# [PASSAGE SHOWN]
────────
My science lineage on NPR!

by Jennifer Frazer on April 15, 2009

So most of my friends (and probably most of you here) have figured out I’m a bit, well, extra excited about fungi. Well, the person who planted the spore in my brain (and the person who trained her) hit the airwaves and Interwebz today after Cornell (Alma mater A) published a press release about the return of some rare Chinese fungi to their home.

Here and here are print versions of the story, and here is a version that aired on NPR today (thank you Kathie and Daniel for the links!).

Kathie Hodge, the Cornell herbarium’s director, said the fungi are invariably tiny — “just dried up leaves, most of them, or pieces of wood with a little dot on them. To an average person, they look like something you would sweep off your kitchen floor. But under the microscope they’re beautiful and exciting and incredibly diverse.”

“I think it’s really important to understand the diversity of life on Earth and we are so far from being able to do that right now,” she said. “And fungi are one of the last great frontiers of biology.”

These rare fungi just made it out of Dodge before the Japanese played havoc with the country during the Sino-Japanese war prior to World War II, and the stories imply had it not been for the heroic efforts of a Chinese Cornell alum to sneak them out of the country and ship them to Ithaca, they would all have been lost. Instead, they headed to Cornell where they met a fate similar to the Ark of the Covenant at the end of Raiders of the Lost Ark: warehousing in the Cornell Plant Path Herbarium (I don’t mean to imply that’s a bad thing — quite the contrary! Although I did once visit the Herbarium, and I have to say, it was very mothbally).
────────
# [ENTRIES SUPPLIED]

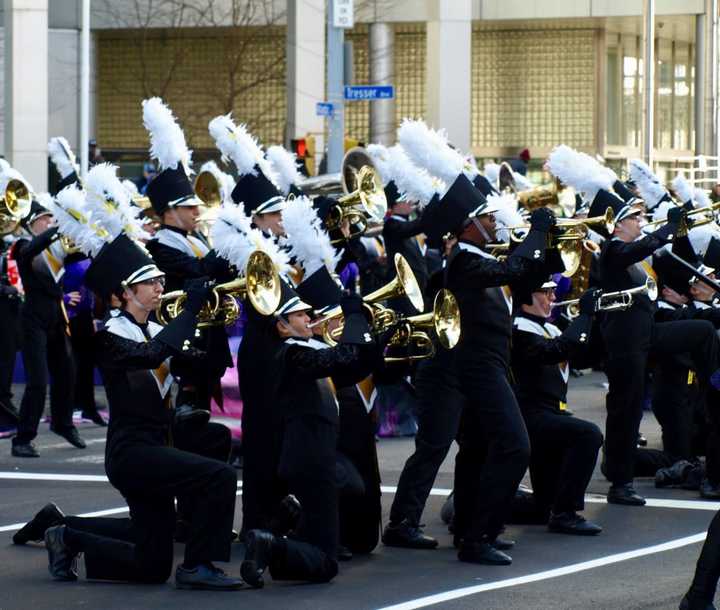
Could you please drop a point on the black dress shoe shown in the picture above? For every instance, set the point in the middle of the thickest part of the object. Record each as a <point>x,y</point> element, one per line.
<point>96,418</point>
<point>686,604</point>
<point>48,516</point>
<point>709,491</point>
<point>205,577</point>
<point>484,553</point>
<point>625,494</point>
<point>407,535</point>
<point>24,450</point>
<point>187,415</point>
<point>572,523</point>
<point>257,557</point>
<point>62,560</point>
<point>71,436</point>
<point>344,553</point>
────────
# [EXERCISE INSTRUCTIONS]
Write the next part of the blog post about the rare Chinese fungi kept at Cornell, starting after its last sentence. Nothing in the rows is needed here.

# [TASK RESULT]
The story of what happened to their valiant rescuer is sad, though, and a testament to the brutality of the Cultural Revolution. I’ve seen several movies that portrayed it, at least in part, including The Red Violin and Farewell My Concubine. I never cease to be appalled.

Here’s hoping the current Chinese government can put these specimens to good use (though if you read carefully, you see we are keeping half of each sample just to be on the safe side). Lord knows the ecology of China is not what it once was. It occurs to me that these specimens provide the hope that if some have gone extinct, we might at least be able to perform the Jurassic Park treatment.